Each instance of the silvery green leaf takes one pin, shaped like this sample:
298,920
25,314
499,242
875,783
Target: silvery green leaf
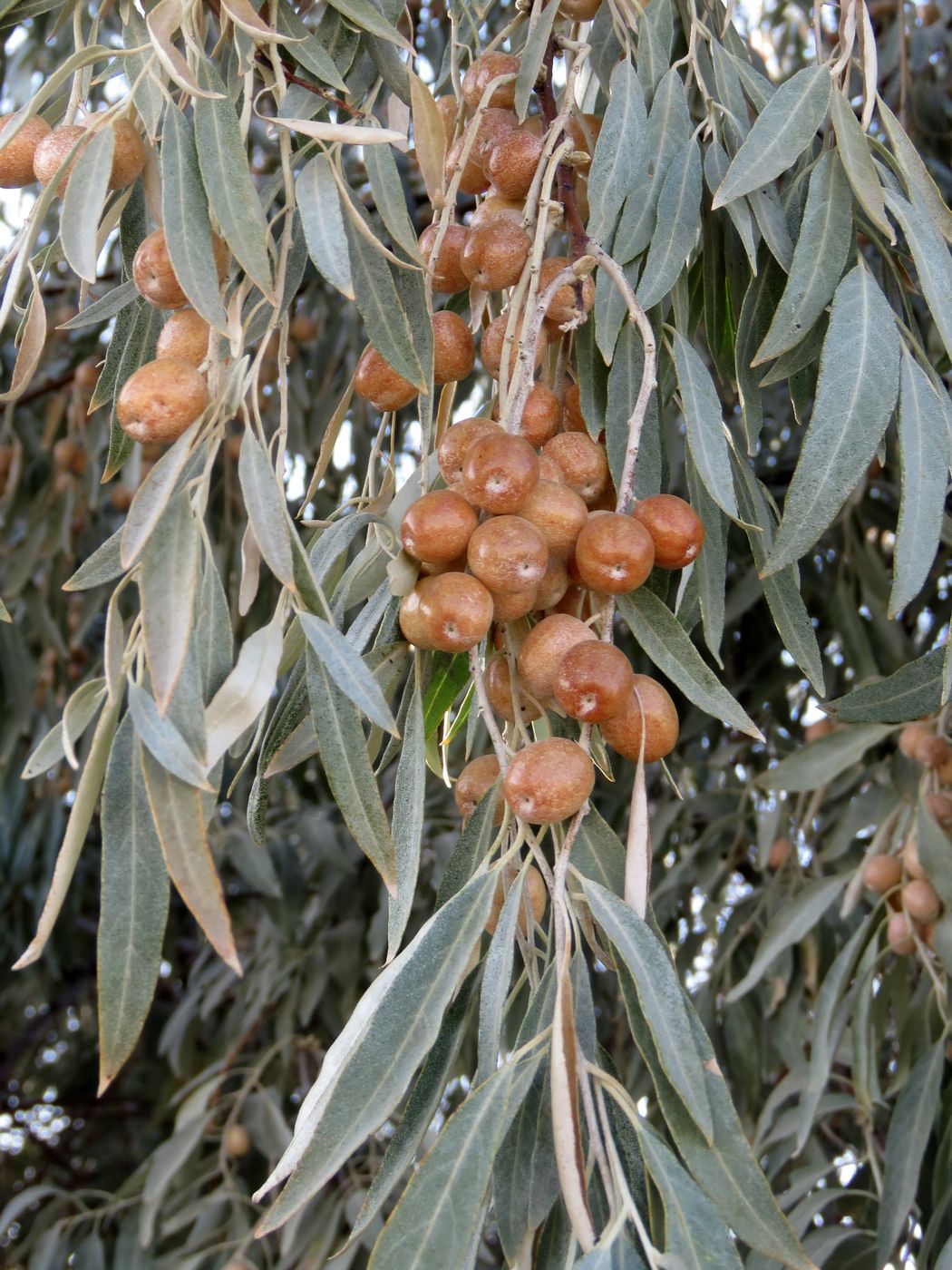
781,132
678,222
854,397
84,202
133,905
706,435
819,258
188,230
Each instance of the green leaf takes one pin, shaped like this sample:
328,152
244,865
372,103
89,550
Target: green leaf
618,150
678,222
346,767
782,131
854,151
440,1215
819,258
232,197
663,638
409,808
824,759
854,397
923,448
168,580
907,1139
84,202
660,996
133,905
706,435
188,231
795,920
180,825
393,1028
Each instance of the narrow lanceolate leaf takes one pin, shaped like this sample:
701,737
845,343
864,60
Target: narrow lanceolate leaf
346,767
923,448
618,149
678,221
819,258
232,197
695,1229
168,581
781,132
854,397
188,231
911,692
909,1132
391,1031
706,435
663,638
133,908
853,149
933,262
84,200
409,806
660,996
180,825
792,923
440,1215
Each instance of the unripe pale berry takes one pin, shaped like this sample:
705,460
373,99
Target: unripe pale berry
507,554
450,611
675,526
882,874
495,256
377,383
161,400
500,692
438,526
499,473
513,161
454,444
475,781
481,73
650,708
448,276
155,276
543,650
184,336
549,781
613,552
16,155
581,463
920,901
593,682
453,348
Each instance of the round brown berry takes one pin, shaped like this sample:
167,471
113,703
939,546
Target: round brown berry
161,400
448,276
650,710
453,348
549,781
184,336
675,526
593,682
543,650
438,526
499,473
475,781
377,383
507,554
613,554
16,155
450,612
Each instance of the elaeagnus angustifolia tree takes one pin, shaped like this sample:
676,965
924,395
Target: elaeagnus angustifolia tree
475,777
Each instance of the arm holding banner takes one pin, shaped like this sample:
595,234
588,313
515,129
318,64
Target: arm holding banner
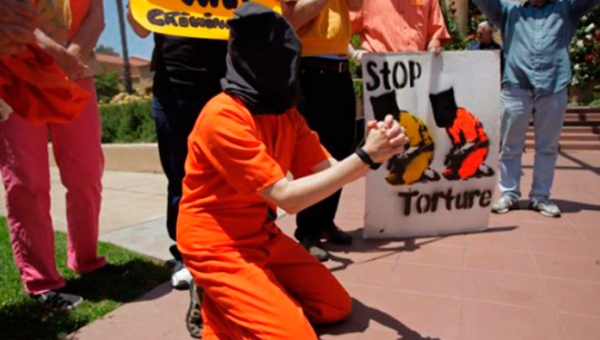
138,29
437,34
66,60
301,12
89,32
493,10
19,20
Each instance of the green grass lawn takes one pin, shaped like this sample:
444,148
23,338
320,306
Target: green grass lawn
24,318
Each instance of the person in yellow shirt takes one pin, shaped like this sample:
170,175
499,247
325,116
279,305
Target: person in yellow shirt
327,102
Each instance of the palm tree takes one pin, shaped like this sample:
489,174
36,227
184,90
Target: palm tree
126,66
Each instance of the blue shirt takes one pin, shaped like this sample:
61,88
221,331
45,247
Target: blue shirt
536,40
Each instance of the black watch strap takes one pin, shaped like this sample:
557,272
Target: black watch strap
364,156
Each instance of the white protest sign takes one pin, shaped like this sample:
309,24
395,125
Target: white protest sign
450,107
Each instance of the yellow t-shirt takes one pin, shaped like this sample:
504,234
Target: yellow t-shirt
329,32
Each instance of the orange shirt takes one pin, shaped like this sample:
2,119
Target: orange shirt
399,25
233,155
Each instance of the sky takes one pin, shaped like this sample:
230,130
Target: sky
111,37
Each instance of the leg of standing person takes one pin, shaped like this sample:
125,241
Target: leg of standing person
328,105
23,158
175,115
517,108
549,117
24,163
78,154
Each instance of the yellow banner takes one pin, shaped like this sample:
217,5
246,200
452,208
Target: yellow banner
190,18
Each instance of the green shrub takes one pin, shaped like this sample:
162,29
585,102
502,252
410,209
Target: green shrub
128,123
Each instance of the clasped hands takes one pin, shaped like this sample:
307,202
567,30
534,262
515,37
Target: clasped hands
385,139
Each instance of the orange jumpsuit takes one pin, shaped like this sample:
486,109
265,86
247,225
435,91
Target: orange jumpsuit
258,283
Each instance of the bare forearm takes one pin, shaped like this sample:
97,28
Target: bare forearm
294,196
89,32
47,44
301,12
138,29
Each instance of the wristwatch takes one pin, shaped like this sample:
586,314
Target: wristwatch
364,156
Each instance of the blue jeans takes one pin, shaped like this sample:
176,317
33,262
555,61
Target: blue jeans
518,106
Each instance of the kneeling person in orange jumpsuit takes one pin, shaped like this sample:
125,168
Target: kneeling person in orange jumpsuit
258,283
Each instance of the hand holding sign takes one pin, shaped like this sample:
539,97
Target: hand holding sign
190,18
384,139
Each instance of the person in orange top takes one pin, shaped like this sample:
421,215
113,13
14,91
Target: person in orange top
257,282
17,23
399,26
68,33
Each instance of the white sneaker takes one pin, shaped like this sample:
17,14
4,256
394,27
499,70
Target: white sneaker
181,279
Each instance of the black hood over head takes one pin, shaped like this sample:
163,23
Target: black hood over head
263,60
444,108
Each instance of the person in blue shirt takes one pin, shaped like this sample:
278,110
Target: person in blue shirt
485,39
536,36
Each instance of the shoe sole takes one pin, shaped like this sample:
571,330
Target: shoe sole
504,211
188,316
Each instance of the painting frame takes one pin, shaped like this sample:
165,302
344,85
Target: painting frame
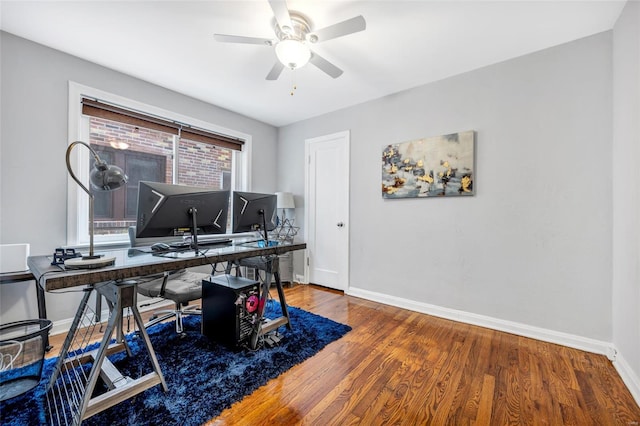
437,166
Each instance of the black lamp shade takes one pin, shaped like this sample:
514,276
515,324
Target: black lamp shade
107,178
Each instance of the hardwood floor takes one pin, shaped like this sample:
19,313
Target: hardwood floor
406,368
402,367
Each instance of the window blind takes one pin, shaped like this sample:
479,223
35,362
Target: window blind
95,108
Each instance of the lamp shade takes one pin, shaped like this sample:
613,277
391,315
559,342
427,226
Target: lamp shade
293,53
285,200
103,177
107,178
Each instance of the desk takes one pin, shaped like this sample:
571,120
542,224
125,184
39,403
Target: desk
111,282
14,277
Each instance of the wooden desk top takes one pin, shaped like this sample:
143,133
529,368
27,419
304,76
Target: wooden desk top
141,261
14,277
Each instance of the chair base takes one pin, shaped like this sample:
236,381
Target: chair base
178,312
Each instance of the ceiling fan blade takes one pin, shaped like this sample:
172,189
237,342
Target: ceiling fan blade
325,65
225,38
281,13
275,71
340,29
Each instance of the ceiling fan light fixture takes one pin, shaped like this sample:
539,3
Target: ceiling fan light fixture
293,53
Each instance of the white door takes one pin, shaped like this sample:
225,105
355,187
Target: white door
327,210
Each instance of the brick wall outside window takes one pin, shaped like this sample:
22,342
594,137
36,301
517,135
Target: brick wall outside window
200,164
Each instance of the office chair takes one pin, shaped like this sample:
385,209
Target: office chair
181,287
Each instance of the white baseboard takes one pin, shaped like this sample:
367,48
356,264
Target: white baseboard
628,376
63,326
525,330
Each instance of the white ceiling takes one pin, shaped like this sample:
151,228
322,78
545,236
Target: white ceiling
406,44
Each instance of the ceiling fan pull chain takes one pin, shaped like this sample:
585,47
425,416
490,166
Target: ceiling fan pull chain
293,82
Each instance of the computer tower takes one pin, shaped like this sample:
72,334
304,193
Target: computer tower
229,308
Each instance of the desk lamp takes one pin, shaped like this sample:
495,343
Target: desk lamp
284,201
103,178
286,231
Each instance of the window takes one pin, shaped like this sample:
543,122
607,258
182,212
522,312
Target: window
148,144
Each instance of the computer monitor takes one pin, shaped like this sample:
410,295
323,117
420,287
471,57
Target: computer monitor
170,210
253,212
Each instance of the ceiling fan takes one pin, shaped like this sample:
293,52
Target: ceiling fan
294,36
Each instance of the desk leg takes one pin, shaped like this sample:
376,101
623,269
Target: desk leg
42,311
70,395
271,270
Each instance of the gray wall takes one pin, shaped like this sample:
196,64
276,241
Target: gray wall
626,188
34,137
534,245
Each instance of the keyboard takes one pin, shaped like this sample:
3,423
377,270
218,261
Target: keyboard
201,243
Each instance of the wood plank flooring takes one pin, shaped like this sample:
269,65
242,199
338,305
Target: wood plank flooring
405,368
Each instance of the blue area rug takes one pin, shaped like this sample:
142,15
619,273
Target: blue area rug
203,377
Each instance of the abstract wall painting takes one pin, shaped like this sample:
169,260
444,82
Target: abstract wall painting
440,166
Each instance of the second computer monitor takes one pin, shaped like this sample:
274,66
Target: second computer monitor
254,212
170,210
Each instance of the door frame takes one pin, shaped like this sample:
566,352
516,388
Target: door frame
345,135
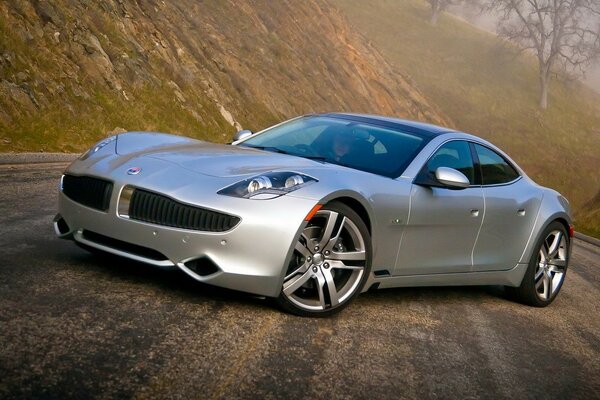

■ ■ ■ ■

• Problem details: Give back, exactly as written, the stretch from the line with "Each instance of the office" through the line with "Each instance of the window takes", and no other lines from the records above.

• Output for this exercise:
Each instance of the office chair takes one pin, shaped like this sample:
385,209
Target: office chair
181,287
Each instance of the white baseboard takes one pin, shaped like this sample:
367,48
356,264
Target: white baseboard
628,376
63,326
525,330
Each instance of the white ceiling takes one pin, shaped like this sample:
151,228
322,78
545,236
Target: white ceiling
406,44
Each instance of the ceiling fan pull chain takes one pin, shaped like this sample:
585,47
425,416
490,166
Target: ceiling fan pull chain
293,82
Each instance of the computer tower takes one pin, shaped like this sample:
72,334
304,193
Target: computer tower
229,308
Each instance of the desk lamp takes one pin, shaped like this sample:
495,343
Target: desk lamp
284,201
103,178
286,231
Each instance of the window takes one pin, shaped like this sample:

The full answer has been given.